■ Task to carry out
The lines of the records that include "formation" should all be copied.

Point localization data:

- - - - - - -

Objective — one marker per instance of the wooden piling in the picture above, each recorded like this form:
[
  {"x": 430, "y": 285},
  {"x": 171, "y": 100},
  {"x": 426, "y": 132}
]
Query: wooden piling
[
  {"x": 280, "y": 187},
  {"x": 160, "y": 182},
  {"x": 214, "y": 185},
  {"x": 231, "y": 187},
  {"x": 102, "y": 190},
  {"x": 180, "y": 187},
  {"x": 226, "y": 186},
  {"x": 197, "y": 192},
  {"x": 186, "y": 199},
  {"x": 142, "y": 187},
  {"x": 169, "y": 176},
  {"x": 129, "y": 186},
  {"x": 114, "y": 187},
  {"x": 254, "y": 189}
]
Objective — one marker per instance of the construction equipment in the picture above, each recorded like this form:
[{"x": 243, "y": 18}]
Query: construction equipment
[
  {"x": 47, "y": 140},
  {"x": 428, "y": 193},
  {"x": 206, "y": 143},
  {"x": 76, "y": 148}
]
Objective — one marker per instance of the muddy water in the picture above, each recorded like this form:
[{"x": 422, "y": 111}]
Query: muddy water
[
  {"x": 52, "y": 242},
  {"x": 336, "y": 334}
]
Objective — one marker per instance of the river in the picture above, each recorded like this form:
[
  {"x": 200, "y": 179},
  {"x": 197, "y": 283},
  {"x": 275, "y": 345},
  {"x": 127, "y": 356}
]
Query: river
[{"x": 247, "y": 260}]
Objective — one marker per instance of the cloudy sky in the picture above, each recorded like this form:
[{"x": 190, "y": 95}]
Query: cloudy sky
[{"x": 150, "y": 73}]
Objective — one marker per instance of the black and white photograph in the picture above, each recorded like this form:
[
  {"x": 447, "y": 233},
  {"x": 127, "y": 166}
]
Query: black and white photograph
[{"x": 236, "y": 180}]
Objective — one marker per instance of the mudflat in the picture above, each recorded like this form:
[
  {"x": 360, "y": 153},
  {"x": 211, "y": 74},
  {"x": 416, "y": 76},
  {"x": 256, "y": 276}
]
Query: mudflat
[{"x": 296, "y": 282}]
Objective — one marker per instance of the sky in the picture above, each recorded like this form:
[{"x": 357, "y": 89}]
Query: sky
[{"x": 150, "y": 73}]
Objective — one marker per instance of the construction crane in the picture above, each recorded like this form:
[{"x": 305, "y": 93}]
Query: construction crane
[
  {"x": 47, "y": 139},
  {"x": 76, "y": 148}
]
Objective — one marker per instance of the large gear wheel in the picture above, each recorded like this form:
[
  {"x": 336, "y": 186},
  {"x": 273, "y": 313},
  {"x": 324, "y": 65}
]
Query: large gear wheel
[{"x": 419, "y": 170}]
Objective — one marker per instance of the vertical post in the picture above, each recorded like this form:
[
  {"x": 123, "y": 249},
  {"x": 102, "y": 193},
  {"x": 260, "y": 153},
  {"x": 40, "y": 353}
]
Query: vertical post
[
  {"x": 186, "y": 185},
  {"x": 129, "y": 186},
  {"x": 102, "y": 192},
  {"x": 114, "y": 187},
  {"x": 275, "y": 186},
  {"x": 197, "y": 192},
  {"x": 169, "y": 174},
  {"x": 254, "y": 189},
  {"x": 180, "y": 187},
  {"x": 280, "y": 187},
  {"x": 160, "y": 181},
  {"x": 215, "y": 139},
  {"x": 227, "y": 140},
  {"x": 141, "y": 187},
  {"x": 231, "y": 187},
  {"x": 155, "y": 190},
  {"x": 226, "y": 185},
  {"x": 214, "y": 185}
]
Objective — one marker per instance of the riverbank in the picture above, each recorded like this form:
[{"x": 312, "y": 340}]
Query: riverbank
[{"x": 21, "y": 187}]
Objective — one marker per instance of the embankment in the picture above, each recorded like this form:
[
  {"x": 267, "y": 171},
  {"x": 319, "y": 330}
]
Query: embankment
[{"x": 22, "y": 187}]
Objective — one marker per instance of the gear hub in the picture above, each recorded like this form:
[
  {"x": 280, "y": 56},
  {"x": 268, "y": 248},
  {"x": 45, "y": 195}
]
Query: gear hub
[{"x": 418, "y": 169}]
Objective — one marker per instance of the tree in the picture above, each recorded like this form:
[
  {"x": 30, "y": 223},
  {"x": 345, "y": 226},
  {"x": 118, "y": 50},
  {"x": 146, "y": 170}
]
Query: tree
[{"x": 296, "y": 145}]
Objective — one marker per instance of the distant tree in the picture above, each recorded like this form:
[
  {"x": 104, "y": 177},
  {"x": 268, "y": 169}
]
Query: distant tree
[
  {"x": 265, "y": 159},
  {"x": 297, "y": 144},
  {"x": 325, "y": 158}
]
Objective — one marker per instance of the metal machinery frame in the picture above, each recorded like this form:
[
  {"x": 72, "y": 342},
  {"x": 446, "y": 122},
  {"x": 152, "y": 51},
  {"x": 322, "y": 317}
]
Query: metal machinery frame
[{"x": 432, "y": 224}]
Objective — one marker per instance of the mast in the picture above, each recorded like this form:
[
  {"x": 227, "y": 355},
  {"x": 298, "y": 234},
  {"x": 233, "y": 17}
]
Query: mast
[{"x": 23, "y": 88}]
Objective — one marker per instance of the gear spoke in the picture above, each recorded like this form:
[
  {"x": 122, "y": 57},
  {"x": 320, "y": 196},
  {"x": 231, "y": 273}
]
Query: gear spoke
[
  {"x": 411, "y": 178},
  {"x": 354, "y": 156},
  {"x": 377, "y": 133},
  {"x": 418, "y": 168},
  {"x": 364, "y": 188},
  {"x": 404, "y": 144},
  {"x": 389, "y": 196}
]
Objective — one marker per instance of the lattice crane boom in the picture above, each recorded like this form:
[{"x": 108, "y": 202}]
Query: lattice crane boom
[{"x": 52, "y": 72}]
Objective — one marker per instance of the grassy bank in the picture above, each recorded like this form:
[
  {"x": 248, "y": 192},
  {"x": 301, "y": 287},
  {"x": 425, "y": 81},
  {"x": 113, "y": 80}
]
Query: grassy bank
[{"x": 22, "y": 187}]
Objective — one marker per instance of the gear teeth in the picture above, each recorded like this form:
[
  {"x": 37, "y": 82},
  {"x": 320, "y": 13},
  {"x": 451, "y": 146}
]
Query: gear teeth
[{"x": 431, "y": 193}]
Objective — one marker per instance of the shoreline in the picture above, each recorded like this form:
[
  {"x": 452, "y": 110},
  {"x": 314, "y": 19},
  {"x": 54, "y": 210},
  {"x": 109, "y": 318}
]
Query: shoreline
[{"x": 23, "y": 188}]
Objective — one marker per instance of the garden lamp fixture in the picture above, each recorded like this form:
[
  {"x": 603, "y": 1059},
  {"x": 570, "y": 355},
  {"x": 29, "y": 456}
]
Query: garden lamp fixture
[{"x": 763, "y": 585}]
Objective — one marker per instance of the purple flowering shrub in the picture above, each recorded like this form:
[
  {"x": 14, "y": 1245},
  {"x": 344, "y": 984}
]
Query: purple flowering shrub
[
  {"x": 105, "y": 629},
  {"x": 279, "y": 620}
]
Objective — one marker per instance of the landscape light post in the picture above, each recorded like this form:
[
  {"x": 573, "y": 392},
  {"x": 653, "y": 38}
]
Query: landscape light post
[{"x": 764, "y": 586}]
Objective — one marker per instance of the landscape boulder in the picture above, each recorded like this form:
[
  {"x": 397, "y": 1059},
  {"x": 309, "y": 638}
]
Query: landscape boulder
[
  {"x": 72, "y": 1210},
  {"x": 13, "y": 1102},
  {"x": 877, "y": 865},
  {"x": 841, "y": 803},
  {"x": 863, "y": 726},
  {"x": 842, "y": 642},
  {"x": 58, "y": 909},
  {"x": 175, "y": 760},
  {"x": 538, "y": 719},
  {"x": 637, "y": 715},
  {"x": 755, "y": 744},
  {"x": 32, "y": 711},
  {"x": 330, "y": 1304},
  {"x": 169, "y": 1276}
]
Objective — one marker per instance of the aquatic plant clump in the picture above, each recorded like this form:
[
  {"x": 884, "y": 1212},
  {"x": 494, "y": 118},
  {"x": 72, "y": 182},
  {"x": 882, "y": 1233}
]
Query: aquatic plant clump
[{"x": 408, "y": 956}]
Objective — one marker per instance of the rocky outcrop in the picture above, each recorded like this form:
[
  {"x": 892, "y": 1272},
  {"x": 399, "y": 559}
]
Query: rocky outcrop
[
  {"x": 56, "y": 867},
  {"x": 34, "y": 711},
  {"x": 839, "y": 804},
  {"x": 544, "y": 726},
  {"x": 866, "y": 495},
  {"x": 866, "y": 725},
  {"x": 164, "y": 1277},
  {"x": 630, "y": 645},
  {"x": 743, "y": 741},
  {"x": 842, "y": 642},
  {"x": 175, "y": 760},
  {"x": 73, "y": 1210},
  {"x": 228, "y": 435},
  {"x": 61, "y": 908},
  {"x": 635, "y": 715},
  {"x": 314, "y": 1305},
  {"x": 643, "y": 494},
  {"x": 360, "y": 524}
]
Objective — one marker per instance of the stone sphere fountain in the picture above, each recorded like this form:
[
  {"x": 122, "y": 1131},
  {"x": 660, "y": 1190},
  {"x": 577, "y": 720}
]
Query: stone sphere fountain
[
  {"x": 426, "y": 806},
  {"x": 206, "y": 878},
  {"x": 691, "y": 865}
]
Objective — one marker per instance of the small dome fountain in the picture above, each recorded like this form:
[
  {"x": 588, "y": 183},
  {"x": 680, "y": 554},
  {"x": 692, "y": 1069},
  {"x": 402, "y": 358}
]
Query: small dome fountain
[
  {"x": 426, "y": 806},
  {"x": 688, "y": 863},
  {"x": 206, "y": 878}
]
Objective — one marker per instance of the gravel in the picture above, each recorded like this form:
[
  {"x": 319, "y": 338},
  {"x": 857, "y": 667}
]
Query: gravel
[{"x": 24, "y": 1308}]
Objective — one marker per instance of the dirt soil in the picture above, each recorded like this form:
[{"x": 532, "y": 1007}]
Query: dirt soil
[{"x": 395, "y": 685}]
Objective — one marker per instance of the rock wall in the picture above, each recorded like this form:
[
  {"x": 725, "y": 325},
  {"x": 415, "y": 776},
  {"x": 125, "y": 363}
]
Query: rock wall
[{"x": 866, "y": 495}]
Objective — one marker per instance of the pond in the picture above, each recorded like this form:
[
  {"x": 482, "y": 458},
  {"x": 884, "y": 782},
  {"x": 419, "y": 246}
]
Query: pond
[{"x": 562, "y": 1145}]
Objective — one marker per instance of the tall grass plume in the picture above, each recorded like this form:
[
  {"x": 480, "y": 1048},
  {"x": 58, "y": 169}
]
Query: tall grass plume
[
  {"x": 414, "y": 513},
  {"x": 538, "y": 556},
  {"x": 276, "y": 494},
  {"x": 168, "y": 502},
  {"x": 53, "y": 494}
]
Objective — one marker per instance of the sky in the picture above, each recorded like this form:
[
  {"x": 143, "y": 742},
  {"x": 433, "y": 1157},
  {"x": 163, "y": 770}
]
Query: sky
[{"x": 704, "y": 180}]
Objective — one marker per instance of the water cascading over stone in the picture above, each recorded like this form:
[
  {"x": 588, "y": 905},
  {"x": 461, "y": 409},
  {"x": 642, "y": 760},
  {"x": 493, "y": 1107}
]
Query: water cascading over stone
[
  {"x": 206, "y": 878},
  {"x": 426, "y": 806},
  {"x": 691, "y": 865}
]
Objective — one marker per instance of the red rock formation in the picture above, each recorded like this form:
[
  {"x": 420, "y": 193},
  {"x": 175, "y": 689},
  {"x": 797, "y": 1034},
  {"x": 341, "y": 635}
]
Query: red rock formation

- - - - - - -

■ Written solution
Objective — one marker per instance of the red rock formation in the picture above, each recorded like this form:
Query: red rock formation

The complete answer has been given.